=== Leestekst ===
ECLI:NL:GHAMS:2021:1392

Gerechtshof Amsterdam

Datum uitspraak
29 april 2021
Publicatiedatum
17 mei 2021
Zaaknummer
20/00642
Instantie
Gerechtshof Amsterdam
Type
Uitspraak
Rechtsgebied
Bestuursrecht; Belastingrecht
Procedures
  • Hoger beroep
Vindplaatsen
  • Rechtspraak.nl
AI samenvatting door LexboostAutomatisch gegenereerd

Hoger beroep inzake aftrek specifieke zorgkosten voor gehoorapparaten en proceskostenvergoeding

In deze zaak heeft het Gerechtshof Amsterdam op 29 april 2021 uitspraak gedaan in het hoger beroep van belanghebbende, die in geschil was met de inspecteur van de Belastingdienst over de aftrek van specifieke zorgkosten in verband met de aanschaf van gehoorapparaten. De belanghebbende had een navorderingsaanslag inkomstenbelasting en premie volksverzekeringen ontvangen voor het jaar 2014, waarbij hij een belastbaar inkomen uit werk en woning van € 32.550 had aangegeven. De inspecteur handhaafde de navorderingsaanslag na bezwaar, waarop belanghebbende beroep instelde bij de rechtbank. De rechtbank verklaarde het beroep ongegrond, maar kende wel een proceskostenvergoeding en een schadevergoeding voor immateriële schade toe aan belanghebbende. In hoger beroep was de vraag of belanghebbende aannemelijk had gemaakt dat hij voldeed aan de voorwaarden voor aftrek van specifieke zorgkosten. Het Hof oordeelde dat belanghebbende niet voldoende bewijs had geleverd voor de kosten van de gehoorapparaten, aangezien er geen betalingsbewijs was overgelegd. Het Hof bevestigde de uitspraak van de rechtbank en oordeelde dat de proceskostenvergoeding correct was vastgesteld. De slotsom was dat het hoger beroep ongegrond werd verklaard en de uitspraak van de rechtbank werd bevestigd.

Uitspraak

GERECHTSHOF AMSTERDAM
kenmerk 20/00642
29 april 2021
uitspraak van de vierde meervoudige belastingkamer
op het hoger beroep van
[X] ,wonende te [Z] , belanghebbende,
(gemachtigde: M. Collij)
tegen de uitspraak in de zaak met kenmerk HAA 19/2835 van de rechtbank Noord-Holland (hierna: de rechtbank) in het geding tussen
de inspecteur van de Belastingdienst, de inspecteur,
en
belanghebbende.
=== Aangeleverde gegevens ===
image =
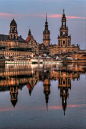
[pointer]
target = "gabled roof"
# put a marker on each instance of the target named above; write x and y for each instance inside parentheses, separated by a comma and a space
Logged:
===
- **Wat je doet**:
[1] Beantwoord deze vragen over de leestekst:
(a) Op welke datum werd de uitspraak gepubliceerd?
(b) Welk belastbaar inkomen uit werk en woning gaf belanghebbende voor 2014 aan?
(c) Wie trad op als gemachtigde van belanghebbende?
[2] Zet de leestekst over het hoger beroep inzake gehoorapparaten voort na de laatste regel.

- **Antwoorden**:
[1]
(a) 17 mei 2021
(b) € 32.550
(c) M. Collij

[2]
1.Ontstaan en loop van het geding

1.1.
De inspecteur heeft aan belanghebbende voor het jaar 2014 een navorderingsaanslag inkomstenbelasting en premie volksverzekeringen opgelegd (hierna: IB/PVV), berekend naar een belastbaar inkomen uit werk en woning van € 32.550.
1.2.
Na daartegen gemaakt bezwaar heeft de inspecteur bij uitspraak op bezwaar de navorderingsaanslag gehandhaafd.
1.3.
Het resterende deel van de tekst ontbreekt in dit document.